Lay out every line of the records below as a Markdown table with two columns, "Number" for the row number and "Entry" for the line itself, leaving out any blank lines.
━━━━━━━━
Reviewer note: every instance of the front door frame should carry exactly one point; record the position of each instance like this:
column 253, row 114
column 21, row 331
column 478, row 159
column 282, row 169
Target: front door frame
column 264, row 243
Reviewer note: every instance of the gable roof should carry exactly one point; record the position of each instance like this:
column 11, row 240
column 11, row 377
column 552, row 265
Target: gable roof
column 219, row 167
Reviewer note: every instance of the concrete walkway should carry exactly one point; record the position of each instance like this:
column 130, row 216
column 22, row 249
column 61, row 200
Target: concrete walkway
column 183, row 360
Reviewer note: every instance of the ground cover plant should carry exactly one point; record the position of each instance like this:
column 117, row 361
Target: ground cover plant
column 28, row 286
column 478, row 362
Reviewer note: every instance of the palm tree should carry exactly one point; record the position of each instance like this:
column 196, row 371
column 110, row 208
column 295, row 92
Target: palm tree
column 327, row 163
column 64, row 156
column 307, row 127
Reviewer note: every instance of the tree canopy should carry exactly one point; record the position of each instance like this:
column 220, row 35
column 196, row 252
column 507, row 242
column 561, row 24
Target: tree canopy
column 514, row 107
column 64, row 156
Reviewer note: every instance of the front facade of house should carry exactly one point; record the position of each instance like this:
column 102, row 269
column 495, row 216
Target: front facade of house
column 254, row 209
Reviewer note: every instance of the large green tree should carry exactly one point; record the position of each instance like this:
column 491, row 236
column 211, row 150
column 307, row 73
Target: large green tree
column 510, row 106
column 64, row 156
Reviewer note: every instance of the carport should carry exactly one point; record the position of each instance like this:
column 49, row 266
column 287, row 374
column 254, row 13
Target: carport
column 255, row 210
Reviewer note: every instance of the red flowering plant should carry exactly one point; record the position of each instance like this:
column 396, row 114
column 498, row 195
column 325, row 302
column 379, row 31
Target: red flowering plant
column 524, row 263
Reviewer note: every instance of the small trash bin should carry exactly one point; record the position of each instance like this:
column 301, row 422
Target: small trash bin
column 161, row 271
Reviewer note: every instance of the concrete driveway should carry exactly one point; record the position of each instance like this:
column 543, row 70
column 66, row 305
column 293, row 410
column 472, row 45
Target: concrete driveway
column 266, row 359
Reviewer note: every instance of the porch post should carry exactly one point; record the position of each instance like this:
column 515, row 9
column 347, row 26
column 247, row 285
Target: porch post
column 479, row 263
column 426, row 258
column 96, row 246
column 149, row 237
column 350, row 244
━━━━━━━━
Response below
| Number | Entry |
|---|---|
| 1 | Reviewer note: every instance of the front door frame should carry exactly one point; record the position of each instance like this: |
| 2 | column 253, row 114 |
| 3 | column 21, row 331 |
| 4 | column 478, row 159 |
| 5 | column 282, row 169 |
| 6 | Target: front door frame |
| 7 | column 264, row 243 |
| 8 | Reviewer note: every instance of the gable roof should carry exactly one point; record the position of each instance like this: |
| 9 | column 11, row 240 |
| 10 | column 11, row 377 |
| 11 | column 552, row 265 |
| 12 | Target: gable roof |
| 13 | column 219, row 167 |
| 14 | Reviewer note: every instance of the concrete walkway should carry exactly one point; record the position of each instance like this: |
| 15 | column 130, row 216 |
| 16 | column 22, row 249 |
| 17 | column 61, row 200 |
| 18 | Target: concrete walkway |
| 19 | column 183, row 360 |
| 20 | Reviewer note: every instance of the ground cover plant should carry exactly one point; record the position of each instance like this: |
| 21 | column 117, row 361 |
| 22 | Target: ground cover plant |
| 23 | column 28, row 286 |
| 24 | column 478, row 362 |
| 25 | Reviewer note: every instance of the palm tree should carry exactly one point; record the position of each instance like this: |
| 26 | column 196, row 371 |
| 27 | column 110, row 208 |
| 28 | column 295, row 92 |
| 29 | Target: palm tree |
| 30 | column 327, row 163 |
| 31 | column 64, row 156 |
| 32 | column 307, row 127 |
| 33 | Reviewer note: every instance of the tree canopy should carry exactly one point; record the position of each instance like this: |
| 34 | column 220, row 35 |
| 35 | column 196, row 252 |
| 36 | column 507, row 242 |
| 37 | column 561, row 24 |
| 38 | Target: tree canopy |
| 39 | column 514, row 107 |
| 40 | column 64, row 156 |
| 41 | Reviewer note: every instance of the front facade of house should carry exactly one point; record the position of each instance like this: |
| 42 | column 102, row 269 |
| 43 | column 495, row 216 |
| 44 | Target: front facade of house |
| 45 | column 254, row 209 |
| 46 | Reviewer note: every instance of the large green tree should carry exactly one point; record the position of each instance like this: |
| 47 | column 491, row 236 |
| 48 | column 211, row 150 |
| 49 | column 307, row 73 |
| 50 | Target: large green tree |
| 51 | column 510, row 106 |
| 52 | column 64, row 156 |
| 53 | Reviewer note: every instance of the carport should carry exactly one point; record the position of each instance like this: |
| 54 | column 49, row 266 |
| 55 | column 287, row 374 |
| 56 | column 254, row 13 |
| 57 | Target: carport |
| 58 | column 255, row 210 |
| 59 | Reviewer note: every instance of the red flowering plant should carry exactly one point; record the position of each instance like this: |
| 60 | column 396, row 114 |
| 61 | column 498, row 195 |
| 62 | column 325, row 302 |
| 63 | column 379, row 31 |
| 64 | Target: red flowering plant |
| 65 | column 524, row 263 |
| 66 | Reviewer note: every instance of the small trash bin should carry exactly one point; record the position of each instance like this: |
| 67 | column 301, row 422 |
| 68 | Target: small trash bin |
| 69 | column 161, row 271 |
| 70 | Reviewer note: every instance of the concrete driveway should carry exactly one point; record the position of each instance like this: |
| 71 | column 543, row 70 |
| 72 | column 66, row 305 |
| 73 | column 293, row 410 |
| 74 | column 472, row 45 |
| 75 | Target: concrete driveway |
| 76 | column 266, row 359 |
| 77 | Reviewer note: every instance of the porch post should carry exactly one point; record the position of each instance like this: |
| 78 | column 515, row 9 |
| 79 | column 347, row 26 |
| 80 | column 247, row 285 |
| 81 | Target: porch post |
| 82 | column 479, row 263 |
| 83 | column 426, row 258 |
| 84 | column 96, row 246 |
| 85 | column 149, row 237 |
| 86 | column 350, row 244 |